Saved data entries
☆ ☆ ☆ ☆ ☆ ☆ ☆

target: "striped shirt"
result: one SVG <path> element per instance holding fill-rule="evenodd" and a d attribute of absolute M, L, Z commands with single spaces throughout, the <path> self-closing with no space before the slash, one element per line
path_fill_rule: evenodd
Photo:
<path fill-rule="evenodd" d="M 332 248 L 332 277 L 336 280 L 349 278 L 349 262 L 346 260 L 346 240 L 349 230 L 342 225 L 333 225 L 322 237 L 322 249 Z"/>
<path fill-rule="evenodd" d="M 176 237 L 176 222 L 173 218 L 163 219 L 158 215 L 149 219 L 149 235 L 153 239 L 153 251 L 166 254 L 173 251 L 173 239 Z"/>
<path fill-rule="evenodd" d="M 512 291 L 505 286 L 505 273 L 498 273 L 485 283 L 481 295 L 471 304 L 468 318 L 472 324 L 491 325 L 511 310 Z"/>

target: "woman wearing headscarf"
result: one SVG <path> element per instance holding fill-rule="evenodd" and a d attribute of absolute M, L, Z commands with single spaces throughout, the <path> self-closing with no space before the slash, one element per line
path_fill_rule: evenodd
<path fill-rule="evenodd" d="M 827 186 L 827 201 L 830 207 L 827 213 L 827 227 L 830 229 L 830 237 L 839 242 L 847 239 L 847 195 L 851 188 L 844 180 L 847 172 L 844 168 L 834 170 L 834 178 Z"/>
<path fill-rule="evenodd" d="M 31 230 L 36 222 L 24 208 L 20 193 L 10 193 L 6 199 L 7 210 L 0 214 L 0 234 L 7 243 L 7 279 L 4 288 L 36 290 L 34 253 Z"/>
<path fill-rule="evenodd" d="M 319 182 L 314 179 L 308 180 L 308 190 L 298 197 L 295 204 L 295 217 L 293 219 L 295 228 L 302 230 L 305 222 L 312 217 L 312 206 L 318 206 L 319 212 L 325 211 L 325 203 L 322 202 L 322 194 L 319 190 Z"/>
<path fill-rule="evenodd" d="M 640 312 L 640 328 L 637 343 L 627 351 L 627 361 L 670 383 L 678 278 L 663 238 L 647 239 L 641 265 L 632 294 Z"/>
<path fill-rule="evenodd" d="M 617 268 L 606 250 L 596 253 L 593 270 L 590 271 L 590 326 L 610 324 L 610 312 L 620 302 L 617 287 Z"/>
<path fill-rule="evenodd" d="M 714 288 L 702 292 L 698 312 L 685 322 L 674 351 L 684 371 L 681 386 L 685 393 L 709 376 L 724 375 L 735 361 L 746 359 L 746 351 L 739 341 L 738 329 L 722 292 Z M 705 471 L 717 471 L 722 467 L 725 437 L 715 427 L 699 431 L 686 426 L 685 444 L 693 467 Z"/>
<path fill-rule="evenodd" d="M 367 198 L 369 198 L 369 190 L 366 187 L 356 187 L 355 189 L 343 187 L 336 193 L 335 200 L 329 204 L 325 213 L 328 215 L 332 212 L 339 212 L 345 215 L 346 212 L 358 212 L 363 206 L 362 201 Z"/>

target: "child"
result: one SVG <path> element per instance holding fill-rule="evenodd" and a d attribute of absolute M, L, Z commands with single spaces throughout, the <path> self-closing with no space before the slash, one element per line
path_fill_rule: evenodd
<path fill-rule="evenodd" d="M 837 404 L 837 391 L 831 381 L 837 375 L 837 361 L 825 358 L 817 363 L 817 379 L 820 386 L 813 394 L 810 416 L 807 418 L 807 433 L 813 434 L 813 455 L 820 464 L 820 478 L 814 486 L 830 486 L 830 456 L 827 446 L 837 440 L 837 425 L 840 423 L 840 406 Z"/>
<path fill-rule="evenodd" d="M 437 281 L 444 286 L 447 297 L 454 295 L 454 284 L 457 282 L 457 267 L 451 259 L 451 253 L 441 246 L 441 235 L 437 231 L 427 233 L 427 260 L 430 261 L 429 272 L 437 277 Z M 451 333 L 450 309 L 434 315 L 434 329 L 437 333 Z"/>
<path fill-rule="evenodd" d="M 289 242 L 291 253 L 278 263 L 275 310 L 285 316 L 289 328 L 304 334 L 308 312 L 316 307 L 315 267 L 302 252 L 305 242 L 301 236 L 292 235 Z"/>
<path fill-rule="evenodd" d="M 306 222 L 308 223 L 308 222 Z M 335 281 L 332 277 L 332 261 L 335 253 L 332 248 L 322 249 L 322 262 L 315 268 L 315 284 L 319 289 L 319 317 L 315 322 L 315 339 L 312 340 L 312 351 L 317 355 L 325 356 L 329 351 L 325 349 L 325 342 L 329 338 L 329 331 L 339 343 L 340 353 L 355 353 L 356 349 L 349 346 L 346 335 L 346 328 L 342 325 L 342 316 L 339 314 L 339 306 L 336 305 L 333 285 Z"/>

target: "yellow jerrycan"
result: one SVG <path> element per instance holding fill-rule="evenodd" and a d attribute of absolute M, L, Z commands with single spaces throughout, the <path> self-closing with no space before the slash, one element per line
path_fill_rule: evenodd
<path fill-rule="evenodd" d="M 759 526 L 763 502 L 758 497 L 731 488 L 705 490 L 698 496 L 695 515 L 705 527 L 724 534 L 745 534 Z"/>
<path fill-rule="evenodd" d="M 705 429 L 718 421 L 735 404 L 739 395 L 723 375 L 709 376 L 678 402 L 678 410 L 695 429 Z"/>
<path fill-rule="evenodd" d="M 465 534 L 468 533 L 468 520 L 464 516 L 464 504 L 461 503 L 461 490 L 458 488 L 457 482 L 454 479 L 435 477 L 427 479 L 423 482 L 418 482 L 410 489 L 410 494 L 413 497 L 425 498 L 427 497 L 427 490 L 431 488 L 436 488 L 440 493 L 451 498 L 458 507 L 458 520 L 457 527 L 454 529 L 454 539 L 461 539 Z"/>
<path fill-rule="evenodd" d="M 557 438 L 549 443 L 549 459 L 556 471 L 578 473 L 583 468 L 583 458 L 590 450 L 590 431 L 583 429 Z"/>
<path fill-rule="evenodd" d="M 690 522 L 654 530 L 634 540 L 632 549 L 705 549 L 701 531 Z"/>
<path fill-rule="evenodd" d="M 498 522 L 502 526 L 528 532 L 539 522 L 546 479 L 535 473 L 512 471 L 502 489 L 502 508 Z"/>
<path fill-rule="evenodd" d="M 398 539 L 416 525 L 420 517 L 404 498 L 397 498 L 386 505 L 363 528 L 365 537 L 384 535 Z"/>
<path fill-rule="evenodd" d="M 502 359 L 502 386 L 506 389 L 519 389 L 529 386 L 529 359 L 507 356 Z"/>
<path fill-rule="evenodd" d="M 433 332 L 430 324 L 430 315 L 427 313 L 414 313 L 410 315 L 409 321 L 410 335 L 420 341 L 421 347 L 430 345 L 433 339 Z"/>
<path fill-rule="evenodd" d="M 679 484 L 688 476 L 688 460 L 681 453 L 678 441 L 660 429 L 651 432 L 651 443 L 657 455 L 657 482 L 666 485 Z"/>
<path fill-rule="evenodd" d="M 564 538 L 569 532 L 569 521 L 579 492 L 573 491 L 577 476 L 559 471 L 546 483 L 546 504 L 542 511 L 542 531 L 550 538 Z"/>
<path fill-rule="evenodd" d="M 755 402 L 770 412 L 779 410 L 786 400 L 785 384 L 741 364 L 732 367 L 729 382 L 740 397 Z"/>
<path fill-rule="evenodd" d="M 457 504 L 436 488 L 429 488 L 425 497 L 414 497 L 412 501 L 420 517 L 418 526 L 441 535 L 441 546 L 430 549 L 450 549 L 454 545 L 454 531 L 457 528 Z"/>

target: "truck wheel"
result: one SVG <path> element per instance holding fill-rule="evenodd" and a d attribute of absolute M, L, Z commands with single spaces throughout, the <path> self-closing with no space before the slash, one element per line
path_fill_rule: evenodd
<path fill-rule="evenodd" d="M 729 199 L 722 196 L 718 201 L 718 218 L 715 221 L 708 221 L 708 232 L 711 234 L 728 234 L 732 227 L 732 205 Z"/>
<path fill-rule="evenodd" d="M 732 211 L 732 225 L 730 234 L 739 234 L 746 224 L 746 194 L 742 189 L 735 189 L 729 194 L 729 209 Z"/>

☆ ☆ ☆ ☆ ☆ ☆ ☆

Task statement
Go through the records. Copy each line where "target" appears.

Answer below
target: "striped shirt"
target: "woman wearing headscarf"
target: "child"
target: "yellow jerrycan"
target: "truck wheel"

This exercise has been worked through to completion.